*Records for this task*.
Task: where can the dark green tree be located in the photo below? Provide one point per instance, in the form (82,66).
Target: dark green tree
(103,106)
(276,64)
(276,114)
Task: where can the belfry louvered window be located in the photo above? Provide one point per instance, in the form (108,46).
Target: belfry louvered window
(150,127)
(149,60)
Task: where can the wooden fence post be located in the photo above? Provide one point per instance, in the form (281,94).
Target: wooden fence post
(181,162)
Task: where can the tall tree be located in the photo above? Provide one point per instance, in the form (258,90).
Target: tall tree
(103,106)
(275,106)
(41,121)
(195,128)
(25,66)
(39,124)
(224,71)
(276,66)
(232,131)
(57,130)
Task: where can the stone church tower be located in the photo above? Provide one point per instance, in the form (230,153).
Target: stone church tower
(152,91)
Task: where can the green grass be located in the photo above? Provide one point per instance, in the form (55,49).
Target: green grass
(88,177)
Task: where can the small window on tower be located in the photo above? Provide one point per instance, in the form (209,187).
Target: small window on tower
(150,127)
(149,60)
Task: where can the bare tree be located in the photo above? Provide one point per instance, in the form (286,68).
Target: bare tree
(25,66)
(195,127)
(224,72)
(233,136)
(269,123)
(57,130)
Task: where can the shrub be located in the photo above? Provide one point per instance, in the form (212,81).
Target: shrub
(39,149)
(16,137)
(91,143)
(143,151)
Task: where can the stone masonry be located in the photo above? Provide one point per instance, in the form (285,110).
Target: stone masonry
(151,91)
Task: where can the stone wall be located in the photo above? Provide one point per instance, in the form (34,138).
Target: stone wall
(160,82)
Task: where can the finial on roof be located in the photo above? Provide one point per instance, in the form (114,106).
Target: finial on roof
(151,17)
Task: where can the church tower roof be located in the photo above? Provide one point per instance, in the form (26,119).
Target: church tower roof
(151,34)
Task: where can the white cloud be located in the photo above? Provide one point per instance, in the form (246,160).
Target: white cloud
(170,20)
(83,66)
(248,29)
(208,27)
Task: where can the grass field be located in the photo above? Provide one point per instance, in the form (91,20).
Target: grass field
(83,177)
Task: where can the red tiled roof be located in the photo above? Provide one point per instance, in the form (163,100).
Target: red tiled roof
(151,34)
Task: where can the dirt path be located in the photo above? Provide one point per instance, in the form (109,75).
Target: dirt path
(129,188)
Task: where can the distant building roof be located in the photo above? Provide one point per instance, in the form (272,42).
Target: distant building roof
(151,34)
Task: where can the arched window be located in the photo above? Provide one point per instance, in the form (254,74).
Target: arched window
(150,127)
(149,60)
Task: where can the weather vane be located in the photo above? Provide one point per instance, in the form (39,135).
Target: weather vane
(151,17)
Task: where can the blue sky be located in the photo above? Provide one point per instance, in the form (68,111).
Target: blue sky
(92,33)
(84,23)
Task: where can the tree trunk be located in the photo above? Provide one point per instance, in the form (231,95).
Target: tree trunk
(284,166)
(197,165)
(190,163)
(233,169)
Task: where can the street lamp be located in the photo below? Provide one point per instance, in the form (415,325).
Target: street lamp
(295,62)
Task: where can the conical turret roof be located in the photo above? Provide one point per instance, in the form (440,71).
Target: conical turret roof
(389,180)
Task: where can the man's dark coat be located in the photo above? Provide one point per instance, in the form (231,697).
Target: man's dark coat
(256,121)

*Problem to solve*.
Begin at the row containing "Task: where can the man's" and stop after the last row. Copy those rows again with "dark coat" replaced by "black jacket" and everything else unchanged.

*Task response*.
Task: where can the man's black jacket be located in the photo above? Provide one point per instance, in the form (231,697).
Target: man's black jacket
(256,121)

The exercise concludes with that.